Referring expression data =

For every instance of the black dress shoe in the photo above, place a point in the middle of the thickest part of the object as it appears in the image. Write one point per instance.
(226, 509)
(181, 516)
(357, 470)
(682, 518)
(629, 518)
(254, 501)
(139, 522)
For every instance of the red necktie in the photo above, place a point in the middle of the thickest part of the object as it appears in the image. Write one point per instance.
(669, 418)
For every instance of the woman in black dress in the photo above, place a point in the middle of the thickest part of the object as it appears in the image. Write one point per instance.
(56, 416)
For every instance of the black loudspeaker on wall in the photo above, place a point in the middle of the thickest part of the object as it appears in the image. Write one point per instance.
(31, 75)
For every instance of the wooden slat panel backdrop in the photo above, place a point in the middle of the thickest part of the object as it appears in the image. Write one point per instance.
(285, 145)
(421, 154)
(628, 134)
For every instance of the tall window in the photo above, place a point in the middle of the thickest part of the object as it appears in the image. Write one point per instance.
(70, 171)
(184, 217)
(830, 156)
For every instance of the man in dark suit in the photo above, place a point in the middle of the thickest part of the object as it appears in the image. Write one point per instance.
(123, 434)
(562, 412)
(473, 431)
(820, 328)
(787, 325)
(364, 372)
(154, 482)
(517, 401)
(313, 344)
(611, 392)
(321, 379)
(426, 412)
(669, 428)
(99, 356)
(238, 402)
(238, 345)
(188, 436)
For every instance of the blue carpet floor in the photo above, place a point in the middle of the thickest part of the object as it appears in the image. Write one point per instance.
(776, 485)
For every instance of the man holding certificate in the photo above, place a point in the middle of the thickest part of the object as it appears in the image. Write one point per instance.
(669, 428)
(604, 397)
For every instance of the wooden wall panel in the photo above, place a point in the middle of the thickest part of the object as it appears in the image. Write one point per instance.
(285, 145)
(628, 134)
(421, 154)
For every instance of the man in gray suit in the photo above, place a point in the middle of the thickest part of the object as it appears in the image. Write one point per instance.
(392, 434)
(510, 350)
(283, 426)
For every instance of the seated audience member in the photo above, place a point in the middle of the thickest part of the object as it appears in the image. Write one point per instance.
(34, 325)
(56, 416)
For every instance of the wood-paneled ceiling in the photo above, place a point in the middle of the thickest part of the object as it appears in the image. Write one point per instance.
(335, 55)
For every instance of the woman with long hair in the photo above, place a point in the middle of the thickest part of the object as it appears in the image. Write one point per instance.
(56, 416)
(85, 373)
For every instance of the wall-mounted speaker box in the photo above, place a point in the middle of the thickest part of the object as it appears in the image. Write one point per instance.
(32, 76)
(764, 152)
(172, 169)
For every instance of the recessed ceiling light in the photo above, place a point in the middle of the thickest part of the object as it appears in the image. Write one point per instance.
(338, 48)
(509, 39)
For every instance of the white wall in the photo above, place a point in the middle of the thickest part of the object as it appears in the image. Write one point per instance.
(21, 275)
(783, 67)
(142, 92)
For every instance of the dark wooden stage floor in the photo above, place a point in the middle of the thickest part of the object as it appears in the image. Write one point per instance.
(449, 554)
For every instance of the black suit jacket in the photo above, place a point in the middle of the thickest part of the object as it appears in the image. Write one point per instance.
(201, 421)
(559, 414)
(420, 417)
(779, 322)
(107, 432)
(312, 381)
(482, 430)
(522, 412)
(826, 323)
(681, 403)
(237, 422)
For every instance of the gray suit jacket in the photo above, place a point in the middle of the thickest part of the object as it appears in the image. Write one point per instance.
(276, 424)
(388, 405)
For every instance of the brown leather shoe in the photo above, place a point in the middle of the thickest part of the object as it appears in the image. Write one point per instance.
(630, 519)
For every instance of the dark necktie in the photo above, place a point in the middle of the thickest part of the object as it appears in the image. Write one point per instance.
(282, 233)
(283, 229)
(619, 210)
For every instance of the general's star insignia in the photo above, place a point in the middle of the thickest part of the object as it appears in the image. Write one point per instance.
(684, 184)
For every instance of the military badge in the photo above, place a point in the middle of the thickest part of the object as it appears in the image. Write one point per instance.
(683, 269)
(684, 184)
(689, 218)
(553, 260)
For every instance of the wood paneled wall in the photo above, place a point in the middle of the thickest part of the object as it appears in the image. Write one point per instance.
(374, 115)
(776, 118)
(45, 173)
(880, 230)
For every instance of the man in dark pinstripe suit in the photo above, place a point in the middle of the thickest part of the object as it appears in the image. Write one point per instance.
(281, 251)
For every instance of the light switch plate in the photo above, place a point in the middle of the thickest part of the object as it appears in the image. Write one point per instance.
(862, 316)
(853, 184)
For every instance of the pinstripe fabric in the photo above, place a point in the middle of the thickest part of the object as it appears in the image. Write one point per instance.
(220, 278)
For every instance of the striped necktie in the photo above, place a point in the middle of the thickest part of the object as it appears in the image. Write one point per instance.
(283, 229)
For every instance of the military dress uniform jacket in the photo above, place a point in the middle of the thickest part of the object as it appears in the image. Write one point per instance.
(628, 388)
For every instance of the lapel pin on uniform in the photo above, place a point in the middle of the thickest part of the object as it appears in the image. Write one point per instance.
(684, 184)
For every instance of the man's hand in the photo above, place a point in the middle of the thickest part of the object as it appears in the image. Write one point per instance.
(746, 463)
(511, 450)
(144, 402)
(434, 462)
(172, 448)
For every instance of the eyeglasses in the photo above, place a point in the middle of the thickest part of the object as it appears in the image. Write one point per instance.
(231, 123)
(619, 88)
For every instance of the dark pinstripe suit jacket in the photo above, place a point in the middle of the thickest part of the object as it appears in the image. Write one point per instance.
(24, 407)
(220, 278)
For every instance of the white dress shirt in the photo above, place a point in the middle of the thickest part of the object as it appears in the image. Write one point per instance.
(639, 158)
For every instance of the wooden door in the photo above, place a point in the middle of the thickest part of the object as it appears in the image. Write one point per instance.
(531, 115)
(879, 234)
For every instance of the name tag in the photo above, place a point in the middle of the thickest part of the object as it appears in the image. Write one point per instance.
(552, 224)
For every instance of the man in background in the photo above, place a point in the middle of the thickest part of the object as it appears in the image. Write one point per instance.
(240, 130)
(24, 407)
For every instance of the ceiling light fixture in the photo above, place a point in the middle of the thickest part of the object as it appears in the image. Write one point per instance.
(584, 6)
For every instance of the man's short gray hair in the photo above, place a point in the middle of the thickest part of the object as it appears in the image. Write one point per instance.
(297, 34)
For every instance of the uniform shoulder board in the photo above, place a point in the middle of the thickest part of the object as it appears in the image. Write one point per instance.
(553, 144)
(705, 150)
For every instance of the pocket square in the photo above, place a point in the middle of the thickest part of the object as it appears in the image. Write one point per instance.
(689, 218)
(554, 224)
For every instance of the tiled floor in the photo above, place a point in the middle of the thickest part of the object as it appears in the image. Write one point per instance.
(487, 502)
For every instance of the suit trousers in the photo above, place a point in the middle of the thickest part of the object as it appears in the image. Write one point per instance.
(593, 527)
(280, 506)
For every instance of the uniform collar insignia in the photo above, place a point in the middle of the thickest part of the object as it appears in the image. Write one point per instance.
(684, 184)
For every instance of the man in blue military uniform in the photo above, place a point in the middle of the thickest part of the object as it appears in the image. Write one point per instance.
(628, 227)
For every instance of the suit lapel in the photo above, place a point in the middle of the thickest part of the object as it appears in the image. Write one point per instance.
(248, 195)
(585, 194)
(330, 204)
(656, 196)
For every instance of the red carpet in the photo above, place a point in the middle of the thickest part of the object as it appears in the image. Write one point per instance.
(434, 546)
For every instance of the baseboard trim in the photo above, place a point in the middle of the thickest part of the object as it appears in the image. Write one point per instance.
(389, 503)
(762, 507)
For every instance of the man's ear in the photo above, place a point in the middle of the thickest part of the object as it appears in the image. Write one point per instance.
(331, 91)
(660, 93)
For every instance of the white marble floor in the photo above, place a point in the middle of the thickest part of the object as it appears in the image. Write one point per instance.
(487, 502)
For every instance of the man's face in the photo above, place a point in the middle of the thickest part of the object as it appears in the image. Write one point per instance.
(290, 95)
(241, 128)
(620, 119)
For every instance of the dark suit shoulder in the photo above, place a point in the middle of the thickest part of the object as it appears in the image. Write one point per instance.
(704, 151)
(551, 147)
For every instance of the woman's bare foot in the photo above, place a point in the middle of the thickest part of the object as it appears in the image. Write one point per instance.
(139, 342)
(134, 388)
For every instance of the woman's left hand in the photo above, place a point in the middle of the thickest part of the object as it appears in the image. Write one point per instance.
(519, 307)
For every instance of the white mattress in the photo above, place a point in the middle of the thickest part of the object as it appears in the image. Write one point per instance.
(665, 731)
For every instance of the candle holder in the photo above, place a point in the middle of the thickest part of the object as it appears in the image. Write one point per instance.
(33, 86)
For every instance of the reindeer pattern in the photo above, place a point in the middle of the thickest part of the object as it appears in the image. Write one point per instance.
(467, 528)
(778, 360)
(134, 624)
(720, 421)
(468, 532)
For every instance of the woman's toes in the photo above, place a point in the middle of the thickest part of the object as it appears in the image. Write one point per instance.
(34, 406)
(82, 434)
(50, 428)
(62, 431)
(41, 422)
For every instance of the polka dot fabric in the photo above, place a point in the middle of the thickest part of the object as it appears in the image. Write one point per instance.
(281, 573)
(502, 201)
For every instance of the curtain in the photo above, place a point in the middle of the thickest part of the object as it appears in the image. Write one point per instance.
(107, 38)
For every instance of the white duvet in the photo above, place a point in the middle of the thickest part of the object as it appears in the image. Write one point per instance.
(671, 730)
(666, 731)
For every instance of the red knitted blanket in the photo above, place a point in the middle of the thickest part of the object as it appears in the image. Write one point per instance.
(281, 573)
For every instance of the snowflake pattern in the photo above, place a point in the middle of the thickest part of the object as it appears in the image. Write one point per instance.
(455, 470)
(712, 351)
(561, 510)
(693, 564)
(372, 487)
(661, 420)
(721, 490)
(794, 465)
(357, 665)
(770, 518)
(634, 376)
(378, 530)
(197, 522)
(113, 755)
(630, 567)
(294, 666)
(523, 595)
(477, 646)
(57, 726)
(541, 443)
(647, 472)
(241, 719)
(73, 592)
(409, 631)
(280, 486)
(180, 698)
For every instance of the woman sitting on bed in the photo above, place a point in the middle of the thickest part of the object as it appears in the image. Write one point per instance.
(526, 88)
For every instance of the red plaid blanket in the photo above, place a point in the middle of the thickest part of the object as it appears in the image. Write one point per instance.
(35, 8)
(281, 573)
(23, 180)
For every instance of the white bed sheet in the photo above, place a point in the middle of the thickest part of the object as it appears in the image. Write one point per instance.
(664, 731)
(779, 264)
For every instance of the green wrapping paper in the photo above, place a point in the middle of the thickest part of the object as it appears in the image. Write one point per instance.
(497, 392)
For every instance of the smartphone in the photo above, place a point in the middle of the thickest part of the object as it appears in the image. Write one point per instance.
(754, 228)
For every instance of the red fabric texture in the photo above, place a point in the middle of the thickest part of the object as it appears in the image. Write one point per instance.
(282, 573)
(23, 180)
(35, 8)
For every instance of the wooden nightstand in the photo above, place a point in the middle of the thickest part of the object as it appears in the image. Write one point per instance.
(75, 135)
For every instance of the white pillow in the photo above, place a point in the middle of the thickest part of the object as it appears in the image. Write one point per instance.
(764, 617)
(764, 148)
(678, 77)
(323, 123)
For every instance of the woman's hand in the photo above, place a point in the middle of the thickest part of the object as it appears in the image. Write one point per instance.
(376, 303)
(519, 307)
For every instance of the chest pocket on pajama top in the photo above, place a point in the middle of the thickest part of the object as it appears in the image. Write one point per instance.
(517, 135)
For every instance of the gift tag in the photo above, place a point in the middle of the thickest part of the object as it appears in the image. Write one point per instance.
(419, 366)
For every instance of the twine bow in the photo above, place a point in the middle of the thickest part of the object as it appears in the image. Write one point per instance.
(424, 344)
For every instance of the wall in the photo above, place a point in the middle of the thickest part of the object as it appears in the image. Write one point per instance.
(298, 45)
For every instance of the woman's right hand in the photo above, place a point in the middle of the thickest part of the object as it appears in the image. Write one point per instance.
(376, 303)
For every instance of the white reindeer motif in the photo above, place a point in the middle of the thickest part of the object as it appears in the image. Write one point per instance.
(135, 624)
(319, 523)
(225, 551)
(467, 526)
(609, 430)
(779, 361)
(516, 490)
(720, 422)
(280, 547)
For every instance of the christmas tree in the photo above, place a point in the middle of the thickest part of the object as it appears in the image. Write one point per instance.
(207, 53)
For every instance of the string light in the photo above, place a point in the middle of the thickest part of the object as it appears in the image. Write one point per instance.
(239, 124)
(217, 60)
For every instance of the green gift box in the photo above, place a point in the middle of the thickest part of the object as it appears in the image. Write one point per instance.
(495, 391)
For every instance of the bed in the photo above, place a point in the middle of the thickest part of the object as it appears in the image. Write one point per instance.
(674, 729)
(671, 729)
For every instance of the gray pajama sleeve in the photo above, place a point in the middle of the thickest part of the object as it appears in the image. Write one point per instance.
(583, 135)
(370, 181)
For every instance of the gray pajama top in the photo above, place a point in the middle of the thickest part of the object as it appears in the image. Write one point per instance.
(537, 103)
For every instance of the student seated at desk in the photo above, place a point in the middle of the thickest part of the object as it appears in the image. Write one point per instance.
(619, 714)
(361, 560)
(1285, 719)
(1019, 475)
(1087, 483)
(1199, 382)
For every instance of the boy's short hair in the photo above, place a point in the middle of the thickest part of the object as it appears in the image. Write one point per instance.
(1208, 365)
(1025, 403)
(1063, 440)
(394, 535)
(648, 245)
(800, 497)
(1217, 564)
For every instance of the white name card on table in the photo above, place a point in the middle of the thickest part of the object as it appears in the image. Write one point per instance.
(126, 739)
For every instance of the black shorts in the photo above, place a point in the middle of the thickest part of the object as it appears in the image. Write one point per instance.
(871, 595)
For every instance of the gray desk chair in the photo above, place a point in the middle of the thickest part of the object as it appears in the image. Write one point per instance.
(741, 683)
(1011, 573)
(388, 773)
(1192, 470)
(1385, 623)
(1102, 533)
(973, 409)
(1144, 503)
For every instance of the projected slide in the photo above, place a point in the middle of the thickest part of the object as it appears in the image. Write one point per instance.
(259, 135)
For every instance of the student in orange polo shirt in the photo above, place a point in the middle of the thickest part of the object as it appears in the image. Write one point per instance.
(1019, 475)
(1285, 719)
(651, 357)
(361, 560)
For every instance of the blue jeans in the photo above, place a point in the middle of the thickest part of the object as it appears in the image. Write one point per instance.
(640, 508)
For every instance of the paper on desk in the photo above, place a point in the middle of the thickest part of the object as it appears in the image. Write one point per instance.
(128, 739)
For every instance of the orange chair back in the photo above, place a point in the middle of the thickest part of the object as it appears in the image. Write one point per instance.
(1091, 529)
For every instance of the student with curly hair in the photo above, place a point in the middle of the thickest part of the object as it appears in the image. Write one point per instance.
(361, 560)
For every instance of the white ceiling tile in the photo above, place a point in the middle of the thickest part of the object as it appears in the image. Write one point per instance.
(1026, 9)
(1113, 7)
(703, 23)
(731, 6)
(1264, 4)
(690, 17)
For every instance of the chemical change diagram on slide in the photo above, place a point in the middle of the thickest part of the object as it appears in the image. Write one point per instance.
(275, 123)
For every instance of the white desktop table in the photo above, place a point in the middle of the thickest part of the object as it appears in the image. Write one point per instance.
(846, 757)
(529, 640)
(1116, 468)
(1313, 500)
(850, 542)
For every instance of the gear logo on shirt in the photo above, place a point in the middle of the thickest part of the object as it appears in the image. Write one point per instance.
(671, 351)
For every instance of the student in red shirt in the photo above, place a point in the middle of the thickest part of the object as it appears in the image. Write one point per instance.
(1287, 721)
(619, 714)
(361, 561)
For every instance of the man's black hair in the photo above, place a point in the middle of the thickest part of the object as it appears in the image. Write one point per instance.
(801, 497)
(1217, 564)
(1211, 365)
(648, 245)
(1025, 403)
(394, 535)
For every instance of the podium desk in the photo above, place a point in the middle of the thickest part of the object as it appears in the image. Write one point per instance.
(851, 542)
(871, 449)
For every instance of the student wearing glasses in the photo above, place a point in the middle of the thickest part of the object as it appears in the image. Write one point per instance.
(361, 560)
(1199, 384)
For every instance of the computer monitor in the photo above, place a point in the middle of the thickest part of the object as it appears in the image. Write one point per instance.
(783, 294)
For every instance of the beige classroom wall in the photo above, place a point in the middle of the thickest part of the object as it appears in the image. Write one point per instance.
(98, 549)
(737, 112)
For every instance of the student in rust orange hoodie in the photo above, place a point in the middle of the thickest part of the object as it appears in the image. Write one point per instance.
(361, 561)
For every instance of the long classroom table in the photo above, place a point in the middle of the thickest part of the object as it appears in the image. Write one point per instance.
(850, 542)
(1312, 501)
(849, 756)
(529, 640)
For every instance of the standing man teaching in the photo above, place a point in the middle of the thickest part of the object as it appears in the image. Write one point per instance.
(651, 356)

Action item =
Repeat exactly the lines of the records from the one containing "For every instance of the long" to the last, and include no line outside that stretch.

Problem solution =
For every instance of the long classroom table in the photo above, place a point in the middle of the thickest part of the object as it appears in the image. Write one point per instance.
(850, 542)
(1312, 501)
(849, 756)
(529, 640)
For every instance of the standing man teaching in the photo above, place a point in the middle of the thickest part of the object as it appears in the image. Write one point per instance.
(651, 356)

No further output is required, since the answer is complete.